[Material for the task — start]
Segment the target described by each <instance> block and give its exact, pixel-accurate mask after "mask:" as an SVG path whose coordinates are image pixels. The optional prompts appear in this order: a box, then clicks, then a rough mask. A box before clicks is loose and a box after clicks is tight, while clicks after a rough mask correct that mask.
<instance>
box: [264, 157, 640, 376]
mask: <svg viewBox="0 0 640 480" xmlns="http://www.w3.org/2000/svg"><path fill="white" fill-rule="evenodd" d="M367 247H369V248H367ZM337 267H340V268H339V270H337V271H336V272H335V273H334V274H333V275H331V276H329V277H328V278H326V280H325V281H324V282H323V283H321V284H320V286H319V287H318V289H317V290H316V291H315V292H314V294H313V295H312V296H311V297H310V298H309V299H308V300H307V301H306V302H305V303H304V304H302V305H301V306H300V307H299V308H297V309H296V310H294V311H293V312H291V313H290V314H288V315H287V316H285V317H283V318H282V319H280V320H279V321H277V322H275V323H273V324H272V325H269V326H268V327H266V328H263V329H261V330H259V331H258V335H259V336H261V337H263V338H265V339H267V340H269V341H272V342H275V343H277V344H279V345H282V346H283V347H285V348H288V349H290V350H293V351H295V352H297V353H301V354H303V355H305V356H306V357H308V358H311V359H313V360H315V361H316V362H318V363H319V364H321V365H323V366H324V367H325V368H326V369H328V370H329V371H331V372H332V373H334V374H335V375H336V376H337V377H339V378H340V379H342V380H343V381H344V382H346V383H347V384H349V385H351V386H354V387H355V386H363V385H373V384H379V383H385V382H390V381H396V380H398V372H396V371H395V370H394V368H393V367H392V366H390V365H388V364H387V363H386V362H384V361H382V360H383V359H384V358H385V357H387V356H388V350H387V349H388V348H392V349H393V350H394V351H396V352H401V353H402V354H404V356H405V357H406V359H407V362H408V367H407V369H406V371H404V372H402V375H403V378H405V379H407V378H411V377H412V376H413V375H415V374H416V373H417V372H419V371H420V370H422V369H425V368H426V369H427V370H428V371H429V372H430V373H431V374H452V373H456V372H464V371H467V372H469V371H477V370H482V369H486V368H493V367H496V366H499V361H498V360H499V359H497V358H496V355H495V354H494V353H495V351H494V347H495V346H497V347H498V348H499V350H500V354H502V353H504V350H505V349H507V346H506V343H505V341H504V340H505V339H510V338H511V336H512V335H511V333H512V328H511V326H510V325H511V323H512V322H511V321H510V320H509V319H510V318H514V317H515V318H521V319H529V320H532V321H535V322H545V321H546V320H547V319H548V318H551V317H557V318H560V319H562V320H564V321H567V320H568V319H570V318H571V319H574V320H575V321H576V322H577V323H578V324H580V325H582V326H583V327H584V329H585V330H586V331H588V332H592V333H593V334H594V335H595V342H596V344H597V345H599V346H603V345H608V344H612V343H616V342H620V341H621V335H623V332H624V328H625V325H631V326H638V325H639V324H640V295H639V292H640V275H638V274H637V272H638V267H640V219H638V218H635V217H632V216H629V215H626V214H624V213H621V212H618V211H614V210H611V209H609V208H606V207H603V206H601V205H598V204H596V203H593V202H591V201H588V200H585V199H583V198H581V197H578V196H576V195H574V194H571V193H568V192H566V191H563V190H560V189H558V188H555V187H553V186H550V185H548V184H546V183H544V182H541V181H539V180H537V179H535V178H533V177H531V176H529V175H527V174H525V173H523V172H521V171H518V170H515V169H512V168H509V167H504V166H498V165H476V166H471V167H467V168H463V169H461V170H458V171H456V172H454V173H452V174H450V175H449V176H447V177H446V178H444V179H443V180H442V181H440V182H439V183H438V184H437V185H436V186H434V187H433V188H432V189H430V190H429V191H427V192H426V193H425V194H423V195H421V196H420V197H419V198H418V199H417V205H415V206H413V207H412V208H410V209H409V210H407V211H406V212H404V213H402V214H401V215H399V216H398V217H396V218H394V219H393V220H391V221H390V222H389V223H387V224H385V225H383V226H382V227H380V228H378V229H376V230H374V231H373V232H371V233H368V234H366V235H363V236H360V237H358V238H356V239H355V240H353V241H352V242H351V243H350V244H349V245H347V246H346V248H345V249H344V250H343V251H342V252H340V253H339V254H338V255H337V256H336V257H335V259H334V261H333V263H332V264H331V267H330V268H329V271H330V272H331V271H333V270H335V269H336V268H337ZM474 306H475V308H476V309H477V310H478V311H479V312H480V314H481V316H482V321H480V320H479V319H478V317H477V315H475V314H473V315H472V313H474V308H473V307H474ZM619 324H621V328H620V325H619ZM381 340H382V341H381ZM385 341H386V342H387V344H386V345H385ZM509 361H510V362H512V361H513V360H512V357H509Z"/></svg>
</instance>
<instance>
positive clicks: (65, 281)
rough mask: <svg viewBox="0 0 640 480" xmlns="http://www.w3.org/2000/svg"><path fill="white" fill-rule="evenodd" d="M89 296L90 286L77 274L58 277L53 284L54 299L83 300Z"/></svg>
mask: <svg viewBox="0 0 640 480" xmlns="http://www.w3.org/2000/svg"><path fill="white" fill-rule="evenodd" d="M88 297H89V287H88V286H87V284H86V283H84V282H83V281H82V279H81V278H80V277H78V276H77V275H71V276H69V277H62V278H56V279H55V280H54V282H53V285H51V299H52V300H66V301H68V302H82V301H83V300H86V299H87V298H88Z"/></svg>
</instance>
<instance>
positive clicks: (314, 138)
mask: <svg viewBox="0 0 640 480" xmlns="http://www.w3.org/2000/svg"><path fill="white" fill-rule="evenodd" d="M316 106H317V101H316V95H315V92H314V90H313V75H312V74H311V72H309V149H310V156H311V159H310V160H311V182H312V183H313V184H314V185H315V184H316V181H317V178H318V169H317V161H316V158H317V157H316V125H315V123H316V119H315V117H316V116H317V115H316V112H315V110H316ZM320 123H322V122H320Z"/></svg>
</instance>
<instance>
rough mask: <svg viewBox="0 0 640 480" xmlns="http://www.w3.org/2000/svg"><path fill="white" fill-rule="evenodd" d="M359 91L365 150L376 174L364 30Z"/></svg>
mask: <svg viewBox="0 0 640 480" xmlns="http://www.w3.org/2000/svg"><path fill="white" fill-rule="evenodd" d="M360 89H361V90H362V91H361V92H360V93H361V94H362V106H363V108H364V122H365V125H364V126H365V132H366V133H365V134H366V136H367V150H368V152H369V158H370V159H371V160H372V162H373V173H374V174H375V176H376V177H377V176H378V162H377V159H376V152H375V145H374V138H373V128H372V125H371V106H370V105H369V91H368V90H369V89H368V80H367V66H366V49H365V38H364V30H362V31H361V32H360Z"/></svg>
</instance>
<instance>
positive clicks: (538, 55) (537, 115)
[Material for the task — finish]
**Exercise goal**
Find every line in the listing above that contains the word "positive", and copy each of those lines. Case counts.

**Solution for this exercise**
positive clicks: (65, 281)
positive clicks: (314, 138)
positive clicks: (538, 55) (537, 115)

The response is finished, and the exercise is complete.